#### Compito da svolgere
Nel testo sul caso Orlandi, riscrivi in modo più breve il paragrafo che comincia con «Provvisionato, un bravo giornalista», senza perderne i fatti principali.
:: Testo fornito
ROMA – Nel mistero di Emanuela Orlandi c’è una vulgata che vuole il turco Alì Agca attentatore alla vita di Papa Wojtyla per conto dei comunisti cattivi di Mosca e per giunta effettivo beneficiario del “rapimento” di Emanuela Orlandi.
Per capire di quali fantasiose suggestioni si nutra la vulgata, basta guardare e ascoltare questa intervista al giornalista Sandro Provvisionato.
Provvisionato, un bravo giornalista che ho conosciuto in Kosovo all’epoca della guerra civile, è un vecchio estimatore dell’ex magistrato Ferdinando Imposimato al punto da avere scritto con lui due libri: uno sul caso Moro e uno proprio sull’attentato a Wojtyla. Difficile dire quale dei due sia il più ricco di convinzioni personali non suffragate da prove certe.
Al minuto 6 e 25 secondi dell’intervista Provvisionato comincia a spiegare che Agca ha smesso di collaborare con i magistrati quando il 24 giugno 1983 ha appreso dai giornali dell’avviso messo dai familiari per chiedere notizia a chi avesse visto Emanuela Orlandi: tanto è bastato ad Agca, a detta di Provvisionato, per capire al volo che la ragazzina era una cittadina del Vaticano prelevata a bella posta per essere scambiata con lui.
Che non ci sia concordia di date fra quanti riportano questa tesi, con una discrepanza di ben sei mesi, lo si capisce confrontando l’intervista con l’articolo di Rita Di Giovacchino sul Fatto quotidiano di domenica 19 maggio. L’articolo riporta parole di Marco Fassoni Accetti, che non sembrano una intervista e non risultano nemmeno estratte da un verbale: è comunque un lungo racconto, in cui MFA dice che Agca ha iniziato a ritrattare il 21 dicembre ’83, dopo l’uccisione da parte dello stesso Marco Fassoni Accetti, di Josè Garramon, il 20 dicembre, il giorno prima.
::::
:: Dati mostrati
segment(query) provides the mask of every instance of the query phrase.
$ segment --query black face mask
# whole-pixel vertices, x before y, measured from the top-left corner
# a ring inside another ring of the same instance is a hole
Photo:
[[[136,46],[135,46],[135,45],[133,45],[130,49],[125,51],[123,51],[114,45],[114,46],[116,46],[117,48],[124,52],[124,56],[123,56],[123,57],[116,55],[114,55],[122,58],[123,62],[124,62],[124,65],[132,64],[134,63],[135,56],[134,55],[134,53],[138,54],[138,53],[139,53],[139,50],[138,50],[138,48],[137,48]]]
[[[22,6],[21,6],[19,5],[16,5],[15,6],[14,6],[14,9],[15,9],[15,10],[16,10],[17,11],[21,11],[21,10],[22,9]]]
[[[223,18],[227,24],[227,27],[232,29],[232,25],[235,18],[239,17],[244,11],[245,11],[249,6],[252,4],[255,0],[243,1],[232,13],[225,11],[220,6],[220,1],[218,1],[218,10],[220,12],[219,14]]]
::::
:: Dati mostrati
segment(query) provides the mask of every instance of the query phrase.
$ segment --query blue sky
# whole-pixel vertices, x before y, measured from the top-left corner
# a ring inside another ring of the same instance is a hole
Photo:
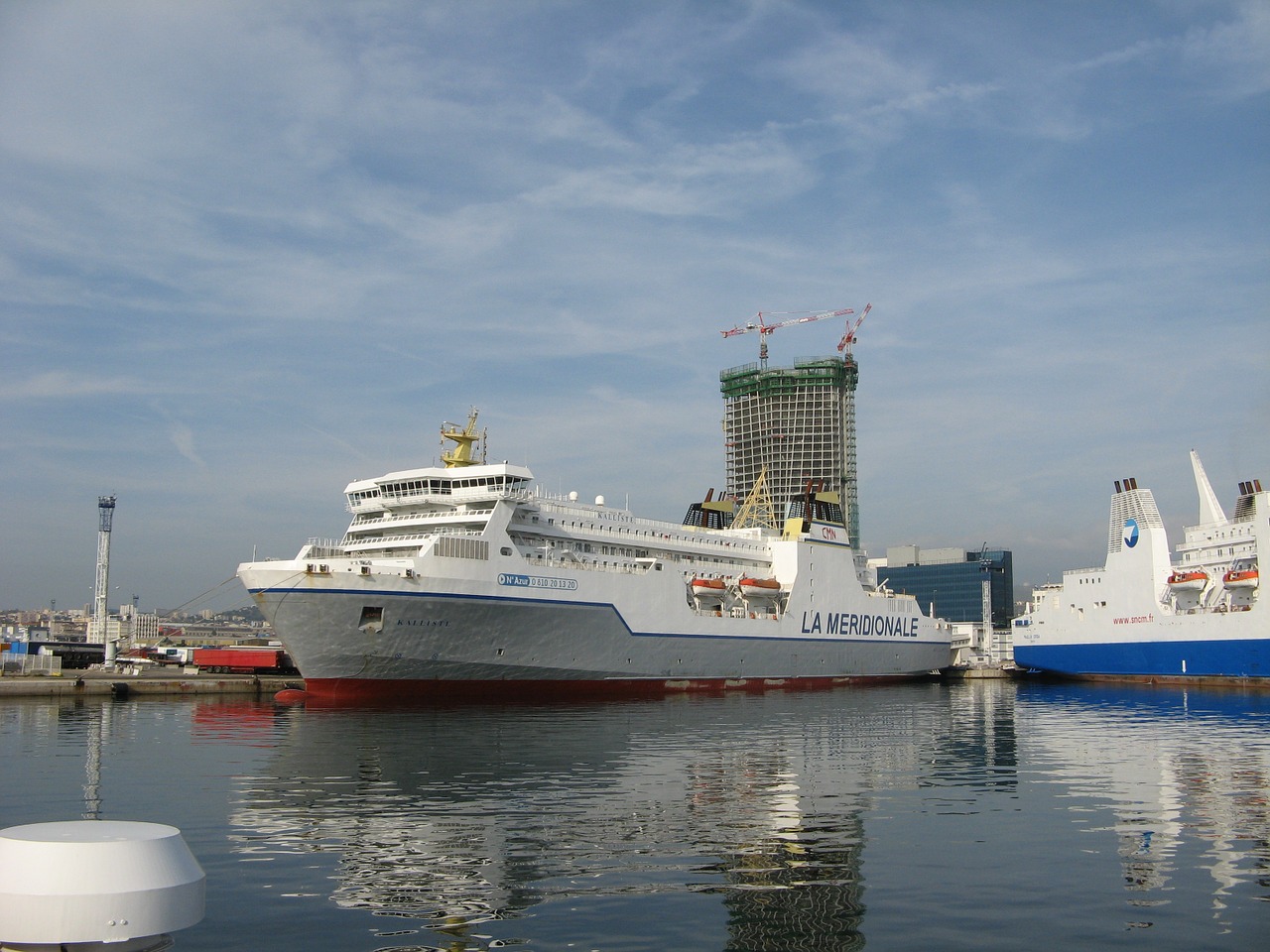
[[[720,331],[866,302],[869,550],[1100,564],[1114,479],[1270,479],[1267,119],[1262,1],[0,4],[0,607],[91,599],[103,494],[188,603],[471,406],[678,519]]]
::::
:: Dati mostrati
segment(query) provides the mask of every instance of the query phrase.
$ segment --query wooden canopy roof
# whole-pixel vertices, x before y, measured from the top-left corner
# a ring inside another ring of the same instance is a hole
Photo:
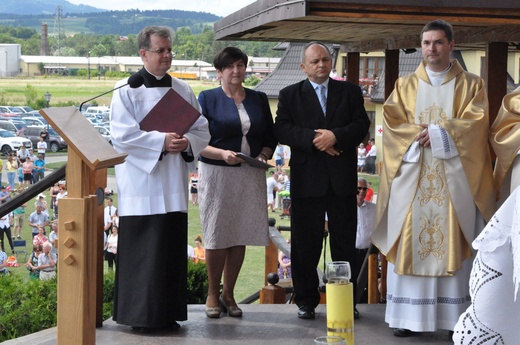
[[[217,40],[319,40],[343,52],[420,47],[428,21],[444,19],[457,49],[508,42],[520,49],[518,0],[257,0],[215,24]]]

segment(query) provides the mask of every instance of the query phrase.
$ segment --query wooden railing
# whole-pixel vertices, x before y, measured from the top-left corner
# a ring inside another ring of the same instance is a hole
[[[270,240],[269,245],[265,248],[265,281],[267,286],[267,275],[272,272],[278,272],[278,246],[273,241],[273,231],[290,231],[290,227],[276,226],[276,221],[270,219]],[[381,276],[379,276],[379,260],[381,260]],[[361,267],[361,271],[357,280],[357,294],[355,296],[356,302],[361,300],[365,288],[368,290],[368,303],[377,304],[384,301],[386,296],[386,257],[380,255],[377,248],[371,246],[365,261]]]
::::
#### Soluzione
Provvisionato è un bravo giornalista, conosciuto da chi scrive in Kosovo durante la guerra civile. Stima da tempo l'ex magistrato Ferdinando Imposimato, con cui ha scritto due libri, uno sul caso Moro e uno sull'attentato a Wojtyla. Entrambi, secondo chi scrive, sono pieni di convinzioni personali non sostenute da prove certe.